── INPUT RECORDS ──
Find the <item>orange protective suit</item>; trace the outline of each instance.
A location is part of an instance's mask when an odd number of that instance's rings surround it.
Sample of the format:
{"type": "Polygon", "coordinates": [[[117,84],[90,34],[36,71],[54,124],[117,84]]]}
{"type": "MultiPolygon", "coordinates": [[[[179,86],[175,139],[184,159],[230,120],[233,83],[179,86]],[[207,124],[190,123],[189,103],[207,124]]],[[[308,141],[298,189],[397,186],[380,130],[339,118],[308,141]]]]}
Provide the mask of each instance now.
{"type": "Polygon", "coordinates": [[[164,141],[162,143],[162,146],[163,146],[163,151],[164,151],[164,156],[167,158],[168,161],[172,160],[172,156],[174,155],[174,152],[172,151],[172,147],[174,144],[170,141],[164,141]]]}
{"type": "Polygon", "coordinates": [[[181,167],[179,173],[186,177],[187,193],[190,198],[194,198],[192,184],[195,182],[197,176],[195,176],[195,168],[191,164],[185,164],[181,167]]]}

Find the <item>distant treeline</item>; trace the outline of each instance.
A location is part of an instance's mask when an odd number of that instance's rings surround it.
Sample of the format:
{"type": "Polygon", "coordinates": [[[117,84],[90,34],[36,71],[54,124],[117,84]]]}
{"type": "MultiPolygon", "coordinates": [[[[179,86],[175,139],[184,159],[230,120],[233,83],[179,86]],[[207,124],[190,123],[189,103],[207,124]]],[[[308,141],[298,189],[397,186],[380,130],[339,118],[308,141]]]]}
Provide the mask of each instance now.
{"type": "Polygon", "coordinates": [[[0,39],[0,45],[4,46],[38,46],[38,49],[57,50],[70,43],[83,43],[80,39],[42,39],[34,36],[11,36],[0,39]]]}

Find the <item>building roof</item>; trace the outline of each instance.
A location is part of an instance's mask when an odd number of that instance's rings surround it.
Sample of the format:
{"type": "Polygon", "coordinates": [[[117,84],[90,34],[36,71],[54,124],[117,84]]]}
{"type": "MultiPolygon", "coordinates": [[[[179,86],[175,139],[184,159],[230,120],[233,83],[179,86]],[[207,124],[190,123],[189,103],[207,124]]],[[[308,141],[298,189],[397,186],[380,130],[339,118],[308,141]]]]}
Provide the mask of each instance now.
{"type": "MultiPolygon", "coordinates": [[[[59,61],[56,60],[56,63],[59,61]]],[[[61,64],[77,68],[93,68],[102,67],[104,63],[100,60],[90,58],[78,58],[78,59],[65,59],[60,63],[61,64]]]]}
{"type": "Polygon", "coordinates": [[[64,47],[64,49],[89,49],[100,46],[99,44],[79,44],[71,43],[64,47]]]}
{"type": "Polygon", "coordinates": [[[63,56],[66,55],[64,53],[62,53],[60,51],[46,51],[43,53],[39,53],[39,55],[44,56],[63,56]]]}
───
→ **PROBLEM TO SOLVE**
Gather every line from the records above that includes the word "trace", and copy each one in full.

→ **COMPLETE RESPONSE**
Find the <item>orange protective suit</item>; trace the outline of each instance.
Find the <item>distant treeline</item>; trace the outline of each instance.
Find the <item>building roof</item>; trace the outline of each instance.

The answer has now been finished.